Your output should match the listing below word for word, without any images.
*** Provided records Section Begins ***
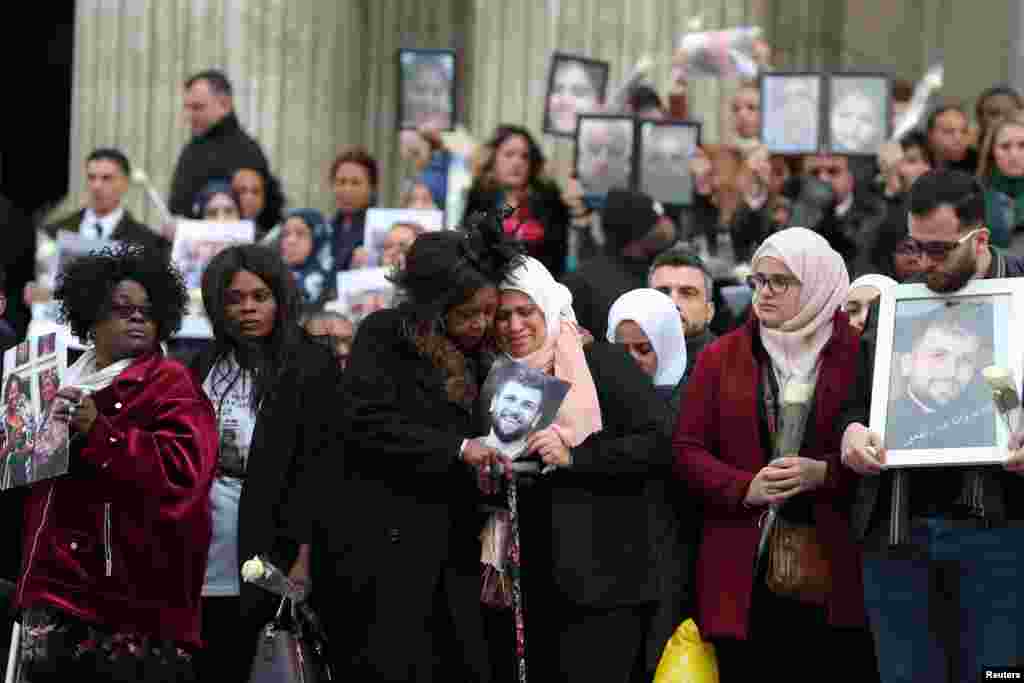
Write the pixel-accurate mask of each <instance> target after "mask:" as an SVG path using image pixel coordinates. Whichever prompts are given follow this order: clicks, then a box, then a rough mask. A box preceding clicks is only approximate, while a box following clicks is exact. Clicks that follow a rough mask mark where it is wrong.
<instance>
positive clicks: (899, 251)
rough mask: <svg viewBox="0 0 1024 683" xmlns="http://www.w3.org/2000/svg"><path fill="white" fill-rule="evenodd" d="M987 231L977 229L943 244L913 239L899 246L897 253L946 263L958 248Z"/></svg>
mask: <svg viewBox="0 0 1024 683" xmlns="http://www.w3.org/2000/svg"><path fill="white" fill-rule="evenodd" d="M986 229H988V228H986V227H984V226H981V227H976V228H974V229H973V230H971V231H970V232H968V233H967V234H965V236H964V237H962V238H961V239H959V240H956V241H955V242H942V241H939V240H935V241H931V242H922V241H920V240H914V239H913V238H907V239H906V240H904V241H903V242H901V243H900V244H899V245H898V246H897V248H896V252H897V253H898V254H903V255H905V256H927V257H928V258H930V259H932V260H933V261H944V260H946V258H948V257H949V254H951V253H952V252H953V251H954V250H955V249H956V248H957V247H959V246H962V245H964V244H965V243H966V242H968V241H969V240H970V239H971V238H973V237H974V236H976V234H978V233H979V232H981V231H982V230H986Z"/></svg>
*** Provided records Section Ends ***
**Exercise response:**
Write the pixel-accurate mask of each <instance> target after "mask:" as an SVG path using image pixel coordinates. Whichever prompts are given follow this order: clicks, then a box, then a rough mask. A box preceding clicks is only approximate, while a box following clicks is exact. Clicks that follow a rough mask mark where it is wrong.
<instance>
positive clicks: (899, 251)
rough mask: <svg viewBox="0 0 1024 683" xmlns="http://www.w3.org/2000/svg"><path fill="white" fill-rule="evenodd" d="M987 231L977 229L943 244L913 239L899 246L897 253L946 263L958 248Z"/></svg>
mask: <svg viewBox="0 0 1024 683" xmlns="http://www.w3.org/2000/svg"><path fill="white" fill-rule="evenodd" d="M986 229H988V228H986V227H984V226H981V227H976V228H974V229H973V230H971V231H970V232H968V233H967V234H965V236H964V237H962V238H961V239H959V240H956V241H955V242H942V241H939V240H935V241H931V242H922V241H920V240H914V239H913V238H907V239H906V240H904V241H903V242H901V243H900V244H899V245H898V246H897V248H896V252H897V253H898V254H903V255H905V256H927V257H928V258H930V259H932V260H933V261H944V260H946V258H948V257H949V254H951V253H952V252H953V251H954V250H955V249H956V248H957V247H959V246H962V245H964V244H965V243H966V242H968V241H969V240H970V239H971V238H973V237H974V236H976V234H978V233H979V232H981V231H982V230H986Z"/></svg>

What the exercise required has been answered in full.